# GIVEN EXERCISE 1
According to the numba-stats thread, which function does the new density's implementation need, and where can it be imported from?

# PASSAGE

Comments (14)
Sure, it seems interesting. It looks like this density does not have an analytical integral, so I would implement it is an unnormalized density as a first step. Do you want to give it a try and make a PR?
from numba-stats.
Hi. Yes I actually need it for a framework Iām working on so I can make a PR in the process.
from numba-stats.
Cool, let me know if I can help. Have a look at how other pdfs are implemented. Note that the numba-stats distributions are vectorized on the data arguments (x) for performance reasons, but not on the parameters. For your implementation you need the erfc function, which you can import from math
.
from numba-stats.
Hmm, I'm interested however in the total number of signal and background events when fitting the z peak with iminuit so I thought I'd do an extended binned likelihood fit, meaning I do need the cdf for the integral.
Basically what I'm trying to do is write this rootfit thing: https://github.com/cms-egamma/egm_tnp_analysis/blob/master/libCpp/histFitter.C into python with iminuit for my framework.
from numba-stats.
Hi Hans, perhaps this should be moved into an iminuit discussion but after dissecting the above file that I sent a bit there a few caveats to be addressed to translate it into python.
Number 1: I have to implement RooCMSShape and also a convolution of a gaussian with a crystal ball in numba-stats.
Number 2: Some RooHistPdf
instances are used at some point which If I understood the root documentation correctly, estimate a pdf from a histogram density by using polynomial interpolation between the bins (perhaps KDE would be better here). I also have to implement that in python.
Number 3: here, convolutions between pdfs are used by using roofit's FCONV
which uses a FFT to do it. These also have to implemented. They appear to be experimental in zfit.
Number 4: Since I'm interested in the total number of signal and background events, an extended binned likelihood is to be used but the analytic cdf is not gonna be available meaning that it has to be approximated either by numerical integration of the pdf or by doing pdf(bin center) * bin width
. Both appear to be present in iminuit which is very helpful.
Number 1, I can implement as unormalized densities in numba-stats. Do you have any tips/suggestions for the other ones? Should we move this discussion somewhere? I will probably need some community help through that process to do it correctly. Thank you in advance! :)
from numba-stats.

# DATA LINES

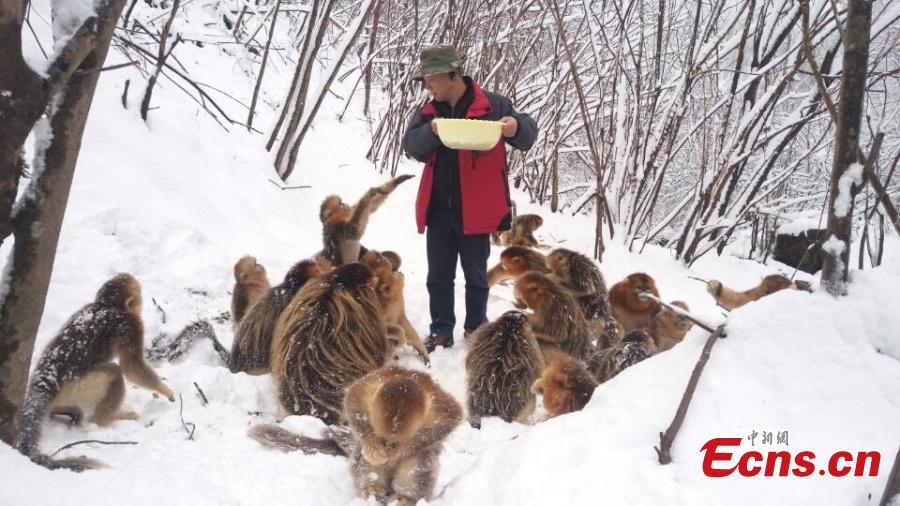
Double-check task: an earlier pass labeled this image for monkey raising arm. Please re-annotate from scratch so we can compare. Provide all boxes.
[115,322,175,402]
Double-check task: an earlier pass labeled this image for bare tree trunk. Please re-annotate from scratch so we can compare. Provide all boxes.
[141,0,181,121]
[247,0,281,132]
[0,0,102,247]
[0,0,125,444]
[822,0,872,296]
[364,0,381,116]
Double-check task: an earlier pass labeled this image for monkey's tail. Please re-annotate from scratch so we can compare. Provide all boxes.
[247,423,353,457]
[147,320,231,365]
[16,384,104,472]
[31,455,106,473]
[16,375,58,460]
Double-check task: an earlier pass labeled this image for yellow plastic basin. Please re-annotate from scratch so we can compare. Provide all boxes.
[433,118,503,151]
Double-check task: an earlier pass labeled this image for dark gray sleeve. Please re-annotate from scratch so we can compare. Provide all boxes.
[501,99,537,151]
[403,112,441,162]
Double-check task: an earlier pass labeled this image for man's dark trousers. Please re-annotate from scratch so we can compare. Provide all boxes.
[426,213,491,337]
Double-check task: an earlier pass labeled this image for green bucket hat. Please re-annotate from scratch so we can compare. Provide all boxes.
[412,45,460,81]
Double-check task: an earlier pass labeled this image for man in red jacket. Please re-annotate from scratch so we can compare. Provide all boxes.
[403,46,537,351]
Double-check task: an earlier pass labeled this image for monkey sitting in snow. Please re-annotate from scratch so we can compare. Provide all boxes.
[18,274,175,470]
[248,365,462,506]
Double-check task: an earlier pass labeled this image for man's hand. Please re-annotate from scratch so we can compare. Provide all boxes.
[500,116,519,138]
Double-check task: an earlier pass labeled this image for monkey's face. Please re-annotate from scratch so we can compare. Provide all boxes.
[94,273,142,316]
[499,311,531,336]
[706,279,722,297]
[381,251,403,271]
[546,249,569,277]
[762,274,792,295]
[622,329,656,352]
[328,262,378,291]
[319,195,353,223]
[628,273,657,295]
[234,256,266,283]
[283,260,324,288]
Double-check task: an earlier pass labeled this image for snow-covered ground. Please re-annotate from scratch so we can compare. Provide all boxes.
[0,1,900,506]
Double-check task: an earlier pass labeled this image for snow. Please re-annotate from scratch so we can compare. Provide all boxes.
[0,3,900,506]
[777,209,827,235]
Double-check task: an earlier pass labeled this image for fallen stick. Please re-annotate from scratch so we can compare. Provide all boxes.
[178,394,197,441]
[194,381,209,406]
[50,439,137,458]
[653,324,725,465]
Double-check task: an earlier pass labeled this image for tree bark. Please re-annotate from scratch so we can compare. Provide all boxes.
[822,0,872,296]
[0,0,125,444]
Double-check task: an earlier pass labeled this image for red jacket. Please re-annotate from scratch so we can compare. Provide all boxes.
[403,81,537,234]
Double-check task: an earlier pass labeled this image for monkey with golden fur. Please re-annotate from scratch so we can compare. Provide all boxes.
[466,311,544,428]
[706,274,794,311]
[488,246,550,286]
[547,248,619,348]
[249,365,462,506]
[360,250,431,364]
[316,175,413,267]
[531,353,597,418]
[18,274,175,470]
[499,214,544,248]
[228,260,323,375]
[231,256,271,327]
[609,272,659,332]
[648,300,694,351]
[587,329,656,383]
[271,263,394,424]
[514,272,594,360]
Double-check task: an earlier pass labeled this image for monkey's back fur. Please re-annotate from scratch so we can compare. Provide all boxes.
[272,263,392,424]
[466,311,544,427]
[18,274,143,470]
[587,329,656,383]
[228,260,316,374]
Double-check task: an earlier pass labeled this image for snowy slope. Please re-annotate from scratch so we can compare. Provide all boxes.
[0,1,900,506]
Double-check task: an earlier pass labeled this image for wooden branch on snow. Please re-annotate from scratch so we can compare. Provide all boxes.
[178,394,197,441]
[45,16,97,97]
[863,132,900,235]
[194,381,209,406]
[653,325,725,465]
[269,178,312,190]
[50,439,138,458]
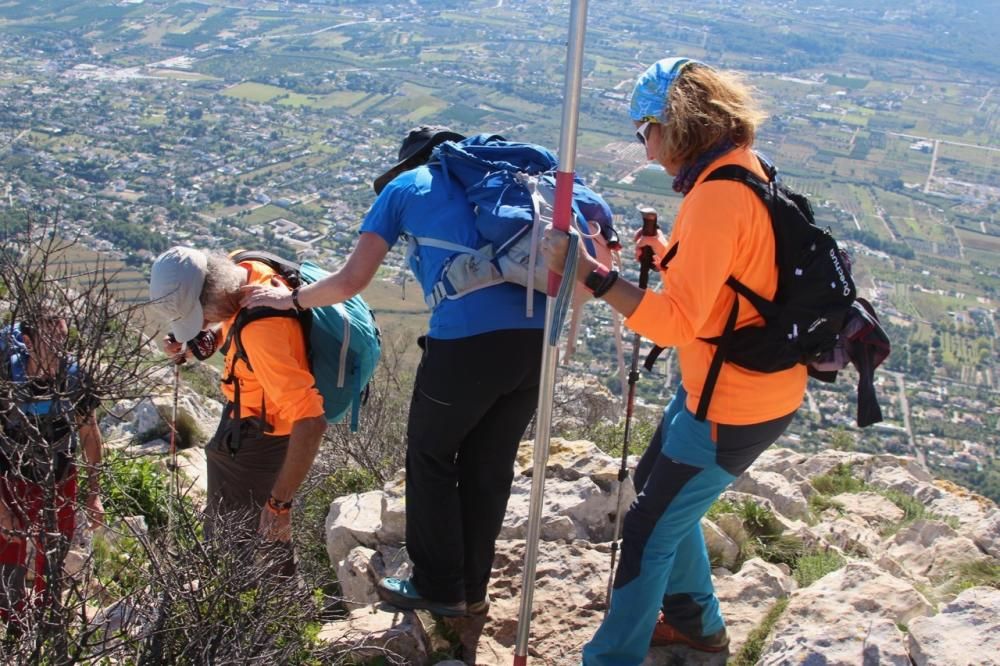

# GIVEN EXERCISE 2
Reproduce the rows verbatim, the stretch from the row containing "Double-check task: an earlier pass labeled this image for yellow" through the row containing "[248,365,462,506]".

# EXPECTED OUTPUT 1
It needs the erfc function, which can be imported from math.

# EXPECTED OUTPUT 2
Double-check task: an earlier pass labeled this image for yellow plastic basin. Please re-annotate from scratch so we can compare. Provide all boxes.
[433,118,503,151]
Double-check task: an earlier pass labeled this image for dark gray sleeve. Please re-annotate from scratch so we can compare. Provide all boxes.
[501,99,537,151]
[403,112,441,162]
Double-check task: an earlier pass labeled this image for man's dark trousers. Please re-annotate from scratch so we can compare. Provide all boxes.
[426,213,491,337]
Double-check task: an earlier pass labeled this image for green bucket hat. Please re-annotate from scratch so we can compare. Provide all boxes.
[412,45,460,81]
Double-check task: an earlier pass labeled this image for man in red jacket. Please re-annotate from scratch so we can compare. Provide all boxes.
[403,46,537,351]
Double-check task: an earlier pass labeled this image for monkey sitting in snow. Please re-annotate from scratch so we can compare. Provide all boxes.
[18,274,175,470]
[248,365,462,506]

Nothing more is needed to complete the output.